I had that problem when I tried 2.6.16, but I've not tried 2.6.17 yet (went back to 2.6.15)

----------

## tylerwylie

I have this problem too, will probably jump back a kernel as well.

Bout to give it a go on the 2.6.16 kernel. Will update with results.

----------

## tylerwylie

2.6.16 works for me, tried all the governors and frequencies, and they all work.

----------

## genfive

i got 2.6.17 working. the support must be built in kernel, instead of compiled as modules.

----------

## nichocouk

mmmh, strange, I have the same problem that you describe in your first post - although I've just installed cpufreqd so I haven't tested it on other kernels - and I have support built in the kernel, not as modules.

----------

## madams

I stopped using the cpufreq daemon with the introduction of the  CONFIG_CPU_FREQ_GOV_CONSERVATIVE kernel options..  Adjustment of the CPU is handled within the kernel  (i.e. no need for the userspace daemon), unless of course you have some unusual needs that the 'conservative' governor doesn't satisfy..

● **Records supplied**:
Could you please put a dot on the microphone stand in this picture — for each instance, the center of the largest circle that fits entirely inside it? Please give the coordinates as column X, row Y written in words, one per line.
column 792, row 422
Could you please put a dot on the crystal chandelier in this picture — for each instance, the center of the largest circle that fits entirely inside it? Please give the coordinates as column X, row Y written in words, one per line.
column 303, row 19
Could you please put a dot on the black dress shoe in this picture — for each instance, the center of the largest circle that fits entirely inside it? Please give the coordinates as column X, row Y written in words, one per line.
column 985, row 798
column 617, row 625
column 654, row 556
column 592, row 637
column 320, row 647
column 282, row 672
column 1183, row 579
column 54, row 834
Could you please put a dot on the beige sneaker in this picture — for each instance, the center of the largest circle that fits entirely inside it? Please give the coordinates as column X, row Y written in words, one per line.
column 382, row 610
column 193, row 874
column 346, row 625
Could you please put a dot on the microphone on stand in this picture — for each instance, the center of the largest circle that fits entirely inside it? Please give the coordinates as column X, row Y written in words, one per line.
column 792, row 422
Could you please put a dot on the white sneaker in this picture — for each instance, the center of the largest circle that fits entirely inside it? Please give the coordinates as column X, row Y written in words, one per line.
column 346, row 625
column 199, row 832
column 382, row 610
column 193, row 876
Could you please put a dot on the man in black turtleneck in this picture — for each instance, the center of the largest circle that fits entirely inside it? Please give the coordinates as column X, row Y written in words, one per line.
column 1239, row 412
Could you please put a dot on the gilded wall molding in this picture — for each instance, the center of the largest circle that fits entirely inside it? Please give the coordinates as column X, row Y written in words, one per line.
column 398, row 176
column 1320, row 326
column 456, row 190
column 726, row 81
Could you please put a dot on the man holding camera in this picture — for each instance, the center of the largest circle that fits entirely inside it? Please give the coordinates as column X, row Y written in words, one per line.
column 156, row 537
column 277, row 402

● **Work to do**:
[a] Write out everything in the CPU frequency thread from "i got 2.6.17" down to "not as modules.".
[b] In the CPU frequency thread, which kernel option led madams to stop using the cpufreq daemon?
The material stands apart from the forum thread on CPU frequency scaling.

● **Results of the exercise**:
[a]
i got 2.6.17 working. the support must be built in kernel, instead of compiled as modules.

----------

## nichocouk

mmmh, strange, I have the same problem that you describe in your first post - although I've just installed cpufreqd so I haven't tested it on other kernels - and I have support built in the kernel, not as modules.

[b] CONFIG_CPU_FREQ_GOV_CONSERVATIVE